## Document
Poem-A-Day: Justin Jamail

My cousin Justin is in town this week from New Jersey, and we’re going to be interviewed together on the radio tomorrow evening (Thursday) on the LivingArt program on KPFT, Houston’s Pacifica radio station. The show starts at 6:00 and goes for an hour, though I don’t know what time our segment will be. If you can’t hear it live, you can hear it later for a while on their website. I hope you can tune in; the show is always lots of fun.

Here tonight is one of the poems from Justin’s book, Exchangeable Bonds, which came out last year from Hanging Loose Press.

Four Negronis in Singapore

When one thinks that recorded human history
has taken not more than seven or eight weeks,
and that even our sun, though an immense ball
of party talk, is a pygmy beside most of the furniture,
the figures of remotely viewed people begin to dwarf
this country’s houses into comparative insignificance.

## Material supplied

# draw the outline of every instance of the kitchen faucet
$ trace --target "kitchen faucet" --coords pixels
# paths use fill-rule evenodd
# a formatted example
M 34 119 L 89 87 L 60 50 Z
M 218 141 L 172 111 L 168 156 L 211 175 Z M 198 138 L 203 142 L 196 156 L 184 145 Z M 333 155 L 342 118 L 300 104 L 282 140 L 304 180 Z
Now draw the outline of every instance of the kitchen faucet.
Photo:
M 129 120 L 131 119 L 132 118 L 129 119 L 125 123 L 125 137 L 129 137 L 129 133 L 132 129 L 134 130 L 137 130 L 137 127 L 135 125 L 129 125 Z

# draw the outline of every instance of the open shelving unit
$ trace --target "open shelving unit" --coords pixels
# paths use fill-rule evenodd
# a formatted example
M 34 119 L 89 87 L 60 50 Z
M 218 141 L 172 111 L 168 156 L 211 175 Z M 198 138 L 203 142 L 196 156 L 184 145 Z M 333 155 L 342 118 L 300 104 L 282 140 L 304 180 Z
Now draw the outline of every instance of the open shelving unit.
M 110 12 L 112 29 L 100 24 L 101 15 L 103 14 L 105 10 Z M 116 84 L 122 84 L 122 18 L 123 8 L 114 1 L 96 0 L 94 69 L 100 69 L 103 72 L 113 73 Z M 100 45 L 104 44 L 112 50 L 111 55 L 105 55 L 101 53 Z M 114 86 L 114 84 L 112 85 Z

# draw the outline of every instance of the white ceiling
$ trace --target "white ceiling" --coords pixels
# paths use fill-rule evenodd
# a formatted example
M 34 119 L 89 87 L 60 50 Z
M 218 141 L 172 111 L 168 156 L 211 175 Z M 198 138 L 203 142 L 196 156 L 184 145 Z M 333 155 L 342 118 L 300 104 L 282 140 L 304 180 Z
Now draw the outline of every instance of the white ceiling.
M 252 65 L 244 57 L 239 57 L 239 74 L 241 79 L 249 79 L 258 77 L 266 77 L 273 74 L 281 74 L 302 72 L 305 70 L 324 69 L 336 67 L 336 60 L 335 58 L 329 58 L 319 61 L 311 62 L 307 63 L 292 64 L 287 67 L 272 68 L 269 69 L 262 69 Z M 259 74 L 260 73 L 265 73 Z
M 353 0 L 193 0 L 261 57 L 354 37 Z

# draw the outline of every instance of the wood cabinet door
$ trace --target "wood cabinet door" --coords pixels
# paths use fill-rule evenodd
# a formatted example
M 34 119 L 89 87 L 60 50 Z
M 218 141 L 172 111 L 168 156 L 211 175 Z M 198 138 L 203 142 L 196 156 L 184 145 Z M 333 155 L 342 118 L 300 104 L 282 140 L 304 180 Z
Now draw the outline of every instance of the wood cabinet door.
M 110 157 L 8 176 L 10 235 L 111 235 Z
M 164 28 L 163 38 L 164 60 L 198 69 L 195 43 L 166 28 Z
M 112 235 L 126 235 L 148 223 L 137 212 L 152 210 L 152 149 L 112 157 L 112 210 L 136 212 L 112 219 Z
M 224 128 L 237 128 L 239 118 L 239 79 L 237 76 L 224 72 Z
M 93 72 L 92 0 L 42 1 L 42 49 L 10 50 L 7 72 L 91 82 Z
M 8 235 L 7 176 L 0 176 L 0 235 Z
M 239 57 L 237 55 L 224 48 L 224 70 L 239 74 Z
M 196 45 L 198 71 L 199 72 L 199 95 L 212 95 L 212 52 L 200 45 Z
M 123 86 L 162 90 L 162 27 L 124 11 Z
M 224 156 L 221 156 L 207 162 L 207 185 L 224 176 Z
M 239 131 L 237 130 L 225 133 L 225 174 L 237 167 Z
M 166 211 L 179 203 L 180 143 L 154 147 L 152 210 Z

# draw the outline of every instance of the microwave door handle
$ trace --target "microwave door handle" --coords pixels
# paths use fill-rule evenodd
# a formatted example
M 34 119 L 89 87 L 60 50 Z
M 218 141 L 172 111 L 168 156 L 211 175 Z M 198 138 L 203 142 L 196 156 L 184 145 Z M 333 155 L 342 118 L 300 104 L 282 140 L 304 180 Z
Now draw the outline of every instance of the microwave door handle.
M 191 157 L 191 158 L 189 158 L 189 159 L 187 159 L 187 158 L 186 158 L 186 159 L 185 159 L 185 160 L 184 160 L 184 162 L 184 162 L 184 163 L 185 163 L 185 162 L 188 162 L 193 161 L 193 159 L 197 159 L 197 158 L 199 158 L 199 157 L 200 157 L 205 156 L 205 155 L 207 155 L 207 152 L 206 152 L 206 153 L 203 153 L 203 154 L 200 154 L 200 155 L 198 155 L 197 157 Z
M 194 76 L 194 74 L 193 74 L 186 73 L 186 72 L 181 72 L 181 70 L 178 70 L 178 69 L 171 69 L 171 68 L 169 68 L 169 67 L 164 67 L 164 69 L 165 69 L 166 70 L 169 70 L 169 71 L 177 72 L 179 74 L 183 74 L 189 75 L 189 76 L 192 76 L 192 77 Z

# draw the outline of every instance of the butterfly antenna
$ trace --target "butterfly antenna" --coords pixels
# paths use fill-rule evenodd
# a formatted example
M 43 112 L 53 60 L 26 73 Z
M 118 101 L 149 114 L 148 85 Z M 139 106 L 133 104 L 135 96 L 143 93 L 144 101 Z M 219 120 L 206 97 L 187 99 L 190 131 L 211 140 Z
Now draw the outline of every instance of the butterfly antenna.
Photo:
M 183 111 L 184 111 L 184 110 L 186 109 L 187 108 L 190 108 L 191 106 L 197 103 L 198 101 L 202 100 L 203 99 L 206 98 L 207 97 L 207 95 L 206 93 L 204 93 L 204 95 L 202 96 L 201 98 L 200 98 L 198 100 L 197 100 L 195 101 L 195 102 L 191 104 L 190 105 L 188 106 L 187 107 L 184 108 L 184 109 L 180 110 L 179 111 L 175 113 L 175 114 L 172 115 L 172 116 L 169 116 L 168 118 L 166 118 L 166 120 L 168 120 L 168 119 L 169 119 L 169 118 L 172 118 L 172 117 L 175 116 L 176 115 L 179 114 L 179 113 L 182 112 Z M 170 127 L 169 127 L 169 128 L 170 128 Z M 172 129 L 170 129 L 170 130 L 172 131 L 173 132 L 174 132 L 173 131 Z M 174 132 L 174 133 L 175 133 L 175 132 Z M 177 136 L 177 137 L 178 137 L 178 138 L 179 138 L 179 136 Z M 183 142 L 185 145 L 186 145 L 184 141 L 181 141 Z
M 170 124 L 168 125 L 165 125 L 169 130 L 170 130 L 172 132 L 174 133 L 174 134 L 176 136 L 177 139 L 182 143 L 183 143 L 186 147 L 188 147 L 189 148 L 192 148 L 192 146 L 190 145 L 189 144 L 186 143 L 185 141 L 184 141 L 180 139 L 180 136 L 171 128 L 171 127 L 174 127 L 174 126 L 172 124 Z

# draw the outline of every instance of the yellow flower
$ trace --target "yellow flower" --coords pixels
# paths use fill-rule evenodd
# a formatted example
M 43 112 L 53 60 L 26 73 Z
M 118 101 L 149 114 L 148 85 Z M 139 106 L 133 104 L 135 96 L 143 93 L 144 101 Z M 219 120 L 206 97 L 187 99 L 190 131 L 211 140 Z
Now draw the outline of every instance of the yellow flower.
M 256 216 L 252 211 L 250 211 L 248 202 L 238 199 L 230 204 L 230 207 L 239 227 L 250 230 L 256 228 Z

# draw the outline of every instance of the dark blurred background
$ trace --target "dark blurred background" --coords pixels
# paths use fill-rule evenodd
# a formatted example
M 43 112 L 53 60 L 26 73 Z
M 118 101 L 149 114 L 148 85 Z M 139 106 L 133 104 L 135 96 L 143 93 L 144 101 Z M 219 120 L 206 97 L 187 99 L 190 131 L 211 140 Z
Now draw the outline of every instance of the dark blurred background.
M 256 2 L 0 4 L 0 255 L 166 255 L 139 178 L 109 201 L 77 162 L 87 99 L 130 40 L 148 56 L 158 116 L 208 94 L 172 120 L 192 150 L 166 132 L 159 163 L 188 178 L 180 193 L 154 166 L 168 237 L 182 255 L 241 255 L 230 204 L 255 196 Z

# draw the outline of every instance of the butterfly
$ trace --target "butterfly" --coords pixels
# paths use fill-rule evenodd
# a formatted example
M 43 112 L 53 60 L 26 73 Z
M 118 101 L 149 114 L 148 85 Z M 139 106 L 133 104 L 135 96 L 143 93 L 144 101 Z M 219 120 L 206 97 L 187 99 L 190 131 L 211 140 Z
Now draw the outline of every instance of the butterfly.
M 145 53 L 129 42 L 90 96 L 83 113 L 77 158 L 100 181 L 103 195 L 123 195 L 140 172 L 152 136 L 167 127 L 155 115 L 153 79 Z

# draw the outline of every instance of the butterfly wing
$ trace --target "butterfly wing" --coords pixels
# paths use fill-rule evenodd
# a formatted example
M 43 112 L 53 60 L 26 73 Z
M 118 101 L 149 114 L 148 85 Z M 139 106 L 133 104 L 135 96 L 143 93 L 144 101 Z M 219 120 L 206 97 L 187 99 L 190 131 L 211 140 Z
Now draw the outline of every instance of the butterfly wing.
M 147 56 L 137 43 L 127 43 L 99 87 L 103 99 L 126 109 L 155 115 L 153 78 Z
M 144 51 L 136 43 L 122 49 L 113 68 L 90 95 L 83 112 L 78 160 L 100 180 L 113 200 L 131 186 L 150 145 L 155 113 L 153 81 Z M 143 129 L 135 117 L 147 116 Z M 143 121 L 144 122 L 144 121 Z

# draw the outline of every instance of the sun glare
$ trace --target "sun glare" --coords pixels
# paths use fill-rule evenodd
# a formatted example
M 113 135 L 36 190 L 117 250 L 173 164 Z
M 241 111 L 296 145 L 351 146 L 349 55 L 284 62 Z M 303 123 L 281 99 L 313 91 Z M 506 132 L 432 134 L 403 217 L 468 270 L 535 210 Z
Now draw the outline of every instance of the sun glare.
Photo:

## Prompt
Can you continue the Poem-A-Day post on Justin Jamail, picking up after its last line, "this country's houses into comparative insignificance."?

## Task response
The farthest source of commentary
that can be seen with the naked eye
this afternoon is a faint splotch
available in a few university libraries
so far away that its import takes a million
episodes to traverse the intervening glasses
of cool relief and fan-conditioned conquests.

***

photo by Amber Reed

Justin Jamail is the author of Exchangeable Bonds (2018, Hanging Loose Press) and has published poems and commentary in many journals and online publications. He is the General Counsel of The New York Botanical Garden. He studied poetry at Columbia University and the UMass Amherst MFA program. He grew up in Houston, TX and now lives in Montclair, NJ.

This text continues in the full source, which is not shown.